__Tarea 1__.
En el texto sobre el libro Los malos en matemáticas son invisibles, ¿de qué colores vestía siempre la profesora a la que llamaban El Moco?
__Tarea 2__.
Imprime sin cambios la parte del texto sobre Los malos en matemáticas son invisibles que empieza en las palabras "Mis profesores, en" y termina después de "vez en cuando.".

__Fragmento__.

OBRA PUBLICADA

Los malos en matemáticas son invisibles

Editorial: Alfaguara Juvenil/Lo que leo
Año de publicación: 2014/2016
Nº de páginas: 160
Edad: 12-15 años

Apartado: Jóvenes

Resumen

Cuando Andrés llega a Madrid, en el último traslado de su familia, confirma en su nuevo colegio lo que ya había notado: y es que no le ven. Los profesores no parecen creer que existe -sobre todo el de matemáticas-, los otros chicos le llaman por su apellido y las chicas le miran como si fuese transparente.

El autor comenta

¿Alguna vez te has sentido invisible? Cuando Andrés llega a Madrid, en el último traslado de su familia, confirma en su nuevo colegio lo que ya había notado: y es que no le ven. Los profesores no parecen creer que existe –sobre todo el de matemáticas–, los otros chicos le llaman por su apellido y las chicas le miran como si fuese transparente.

Mis profesores, en el colegio, se dividían en dos bandos: los que se preguntaban cómo había podido fracasar el sistema hasta el punto de permitirme llegar hasta ese curso, y los que salían en mi defensa y señalaban que, por el contrario, yo tenía cierto talento en la interpretación de las metáforas de Víctor Hugo o Chateaubriand, o el humor de Molière y de Ionesco. Estos eran los profesores de Letras. Los primeros, los de álgebra, geometría, física y química, aunque esta última era lo bastante literaria -a fin de cuentas sus fórmulas tenían letras- como para permitirme aprobarla de vez en cuando.

Hay que tener en cuenta, por si no hubiese quedado claro con la mención de lo que estudiábamos, que yo vengo de un tiempo tan remoto que no había especialización en el bachillerato y había que estudiar tanto letras como matemáticas -ahora lo agradezco, por increíble que me parezca a mí también-, y buena parte de mis profesores no habrían superado los exámenes de la moderna Inquisición Pedagógica: ni el profesor impaciente que nos arrojaba tizas para hacernos callar, con una puntería que le envidiábamos, ni la profesora a la que llamábamos El Moco y que en cierta ocasión le dijo a Moreno (seudónimo): «Moreno, si los gilipollas volasen, usted sería jefe de escuadrilla».

Pese a que nos ponía notas algebraicas (-3, -4,5 y por lo tanto el cero ya era una conquista), tengo un gran recuerdo de El Moco, y no sólo porque a mí me fuese envidiablemente bien con ella: aprobado justo en medio de verdaderas orgías de notas algebraicas (y eso también sería hoy imposible). Vestida siempre de rojo y negro en homenaje a Stendhal, admiración que me transmitió, aunque muchos años después, la razón más probable de su tolerancia conmigo es que mi apellido tenía tan sólo una letra más que el Julien Sorel, el héroe de El rojo y el negro, y quién sabe si no éramos incluso parientes. Intuyo que era una izquierdista intransigente (en aquel tiempo, en ese colegio los profesores respetaban las cabezas indefensas de los alumnos y no se abrían las gabardinas para exhibir sus ideas políticas) pero nadie como ella me enseñó nunca tanto sobre las sutilezas de la poesía galante ni me inculcó tanto respeto por los clásicos. O mejor aún, por lo que merece serlo. Y sin duda me enseñó más literatura que la que me iban a enseñar luego en la universidad, con grupos, generaciones fechas de edición, trucos todos inventados por los profesores para no cansarse.

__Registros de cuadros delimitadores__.
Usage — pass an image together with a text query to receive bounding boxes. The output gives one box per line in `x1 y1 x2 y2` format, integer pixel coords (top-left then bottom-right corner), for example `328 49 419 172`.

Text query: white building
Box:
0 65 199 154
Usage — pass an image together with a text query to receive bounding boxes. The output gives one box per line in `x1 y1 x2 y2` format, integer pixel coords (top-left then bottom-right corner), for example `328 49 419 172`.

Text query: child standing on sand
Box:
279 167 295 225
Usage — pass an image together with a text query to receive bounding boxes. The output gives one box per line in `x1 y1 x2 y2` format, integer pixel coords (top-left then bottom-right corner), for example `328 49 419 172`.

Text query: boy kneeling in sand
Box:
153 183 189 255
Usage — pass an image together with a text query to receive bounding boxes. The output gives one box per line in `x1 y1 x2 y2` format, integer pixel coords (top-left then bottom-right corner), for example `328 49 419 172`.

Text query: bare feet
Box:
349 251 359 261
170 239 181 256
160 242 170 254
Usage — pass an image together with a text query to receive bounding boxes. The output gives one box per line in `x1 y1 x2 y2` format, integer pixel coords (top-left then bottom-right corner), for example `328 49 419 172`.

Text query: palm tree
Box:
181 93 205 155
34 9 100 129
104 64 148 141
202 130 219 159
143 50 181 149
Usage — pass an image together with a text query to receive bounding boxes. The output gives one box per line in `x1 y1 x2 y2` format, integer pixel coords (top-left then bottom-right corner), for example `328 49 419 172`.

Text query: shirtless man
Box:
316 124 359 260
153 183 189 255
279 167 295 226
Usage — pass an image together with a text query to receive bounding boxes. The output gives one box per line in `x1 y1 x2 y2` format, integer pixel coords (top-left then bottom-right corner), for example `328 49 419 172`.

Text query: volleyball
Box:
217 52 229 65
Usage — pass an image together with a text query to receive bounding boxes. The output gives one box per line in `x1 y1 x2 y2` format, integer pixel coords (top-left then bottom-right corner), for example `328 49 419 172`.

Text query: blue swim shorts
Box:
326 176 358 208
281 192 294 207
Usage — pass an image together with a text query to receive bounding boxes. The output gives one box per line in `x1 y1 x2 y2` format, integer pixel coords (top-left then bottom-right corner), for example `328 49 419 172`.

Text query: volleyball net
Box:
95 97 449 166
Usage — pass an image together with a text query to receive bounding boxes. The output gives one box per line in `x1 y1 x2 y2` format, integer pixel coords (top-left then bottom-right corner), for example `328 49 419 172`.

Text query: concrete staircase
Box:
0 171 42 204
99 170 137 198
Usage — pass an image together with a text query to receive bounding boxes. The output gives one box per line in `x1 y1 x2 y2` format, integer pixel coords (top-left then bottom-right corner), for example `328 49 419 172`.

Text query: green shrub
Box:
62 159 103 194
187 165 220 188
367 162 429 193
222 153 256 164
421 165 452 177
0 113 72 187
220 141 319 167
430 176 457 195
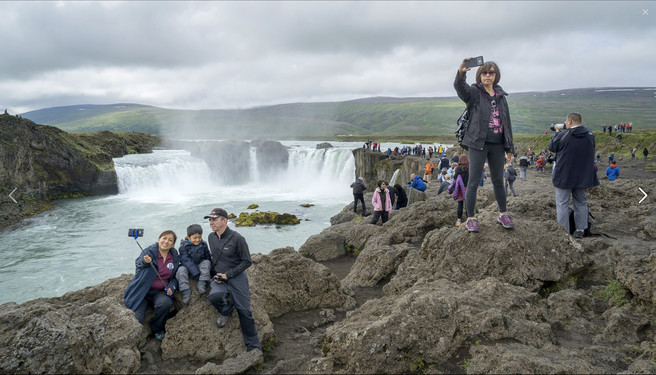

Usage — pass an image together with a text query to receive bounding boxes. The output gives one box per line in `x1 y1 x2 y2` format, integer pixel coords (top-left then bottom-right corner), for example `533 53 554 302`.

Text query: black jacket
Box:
549 126 599 189
207 228 252 279
453 73 515 153
351 180 367 194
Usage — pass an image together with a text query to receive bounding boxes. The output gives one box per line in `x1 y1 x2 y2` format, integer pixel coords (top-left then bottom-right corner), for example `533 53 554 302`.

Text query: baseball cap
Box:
203 208 228 219
187 224 203 236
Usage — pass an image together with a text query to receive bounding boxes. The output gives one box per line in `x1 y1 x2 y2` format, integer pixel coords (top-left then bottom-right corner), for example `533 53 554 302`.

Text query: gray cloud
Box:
0 1 656 112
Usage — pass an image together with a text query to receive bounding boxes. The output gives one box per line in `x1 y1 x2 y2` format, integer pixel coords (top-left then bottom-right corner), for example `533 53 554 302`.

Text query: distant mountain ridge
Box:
22 87 656 139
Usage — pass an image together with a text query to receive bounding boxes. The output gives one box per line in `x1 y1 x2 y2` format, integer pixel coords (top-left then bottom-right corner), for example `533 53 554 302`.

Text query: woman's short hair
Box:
458 155 469 172
476 61 501 85
157 230 178 243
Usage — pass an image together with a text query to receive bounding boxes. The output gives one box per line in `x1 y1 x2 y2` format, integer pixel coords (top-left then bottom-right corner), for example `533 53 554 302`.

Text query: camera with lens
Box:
212 275 228 283
549 124 565 132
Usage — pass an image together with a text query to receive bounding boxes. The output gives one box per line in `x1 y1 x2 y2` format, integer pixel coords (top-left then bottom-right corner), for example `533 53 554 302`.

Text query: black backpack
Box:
506 165 517 181
456 108 469 150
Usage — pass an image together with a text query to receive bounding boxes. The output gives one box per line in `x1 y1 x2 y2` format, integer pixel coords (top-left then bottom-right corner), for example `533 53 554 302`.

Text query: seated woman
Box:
123 230 180 341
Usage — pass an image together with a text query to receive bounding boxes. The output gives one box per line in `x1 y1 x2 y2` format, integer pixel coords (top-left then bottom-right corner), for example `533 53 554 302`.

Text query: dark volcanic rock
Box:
0 275 142 374
317 142 333 150
0 115 159 228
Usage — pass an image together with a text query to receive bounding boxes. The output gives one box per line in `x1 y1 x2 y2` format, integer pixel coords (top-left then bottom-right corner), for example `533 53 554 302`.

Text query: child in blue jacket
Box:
175 224 212 305
606 161 620 181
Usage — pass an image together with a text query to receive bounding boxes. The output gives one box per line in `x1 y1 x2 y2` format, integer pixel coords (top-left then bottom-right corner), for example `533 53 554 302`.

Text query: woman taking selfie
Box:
453 58 515 232
123 230 180 341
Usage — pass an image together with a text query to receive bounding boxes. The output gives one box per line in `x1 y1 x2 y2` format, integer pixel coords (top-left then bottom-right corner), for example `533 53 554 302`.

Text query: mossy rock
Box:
235 211 301 227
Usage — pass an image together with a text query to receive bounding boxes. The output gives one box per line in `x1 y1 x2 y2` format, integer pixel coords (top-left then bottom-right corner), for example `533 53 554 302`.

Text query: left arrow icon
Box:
9 188 18 203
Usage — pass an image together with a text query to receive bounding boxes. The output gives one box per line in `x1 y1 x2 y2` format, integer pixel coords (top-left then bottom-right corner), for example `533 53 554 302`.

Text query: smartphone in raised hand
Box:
465 56 484 68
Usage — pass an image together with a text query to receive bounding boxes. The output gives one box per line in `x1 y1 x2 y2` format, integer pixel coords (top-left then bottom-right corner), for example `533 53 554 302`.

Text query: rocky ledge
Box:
0 152 656 374
0 114 160 228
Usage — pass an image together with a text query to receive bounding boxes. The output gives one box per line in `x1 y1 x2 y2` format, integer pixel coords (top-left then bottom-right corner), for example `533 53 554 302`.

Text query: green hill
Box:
22 88 656 139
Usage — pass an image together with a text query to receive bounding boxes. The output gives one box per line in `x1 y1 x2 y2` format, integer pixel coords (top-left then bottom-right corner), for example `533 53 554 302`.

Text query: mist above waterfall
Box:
115 141 355 206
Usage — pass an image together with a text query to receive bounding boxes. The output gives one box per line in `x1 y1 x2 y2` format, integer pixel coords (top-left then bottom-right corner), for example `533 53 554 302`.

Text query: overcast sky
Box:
0 1 656 114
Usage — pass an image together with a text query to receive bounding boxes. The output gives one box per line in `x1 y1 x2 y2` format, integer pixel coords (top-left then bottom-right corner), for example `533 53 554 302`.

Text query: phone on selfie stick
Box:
128 228 173 298
465 56 484 68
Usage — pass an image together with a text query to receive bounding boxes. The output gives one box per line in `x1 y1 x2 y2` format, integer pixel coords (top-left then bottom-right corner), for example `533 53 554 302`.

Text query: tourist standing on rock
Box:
351 177 367 213
549 112 599 238
123 230 180 341
424 158 435 181
438 155 451 171
394 184 408 210
453 58 515 232
606 160 620 181
437 170 451 195
449 155 469 227
370 180 392 224
205 208 262 351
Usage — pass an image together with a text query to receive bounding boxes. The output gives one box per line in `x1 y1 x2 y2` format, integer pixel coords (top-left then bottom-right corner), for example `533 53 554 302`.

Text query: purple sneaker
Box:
497 212 515 229
465 219 478 233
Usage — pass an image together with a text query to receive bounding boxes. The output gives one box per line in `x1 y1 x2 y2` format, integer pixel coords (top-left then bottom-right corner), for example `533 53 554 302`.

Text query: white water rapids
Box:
0 141 362 304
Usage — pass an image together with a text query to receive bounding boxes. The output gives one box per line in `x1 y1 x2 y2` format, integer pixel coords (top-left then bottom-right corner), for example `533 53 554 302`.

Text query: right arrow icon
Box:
9 188 18 203
638 188 647 203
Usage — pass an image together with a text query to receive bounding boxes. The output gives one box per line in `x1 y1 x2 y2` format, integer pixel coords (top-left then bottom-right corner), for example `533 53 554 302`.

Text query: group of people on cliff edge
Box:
123 208 261 351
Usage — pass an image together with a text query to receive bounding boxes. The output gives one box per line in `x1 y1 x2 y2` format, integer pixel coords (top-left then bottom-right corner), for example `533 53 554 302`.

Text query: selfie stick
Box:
132 233 173 298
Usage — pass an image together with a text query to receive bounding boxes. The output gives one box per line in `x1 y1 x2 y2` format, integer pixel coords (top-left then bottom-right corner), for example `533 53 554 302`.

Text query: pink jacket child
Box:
371 188 392 212
370 180 392 224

__Resultado del ejercicio 1__.
De rojo y negro, en homenaje a Stendhal.

__Resultado del ejercicio 2__.
Mis profesores, en el colegio, se dividían en dos bandos: los que se preguntaban cómo había podido fracasar el sistema hasta el punto de permitirme llegar hasta ese curso, y los que salían en mi defensa y señalaban que, por el contrario, yo tenía cierto talento en la interpretación de las metáforas de Víctor Hugo o Chateaubriand, o el humor de Molière y de Ionesco. Estos eran los profesores de Letras. Los primeros, los de álgebra, geometría, física y química, aunque esta última era lo bastante literaria -a fin de cuentas sus fórmulas tenían letras- como para permitirme aprobarla de vez en cuando.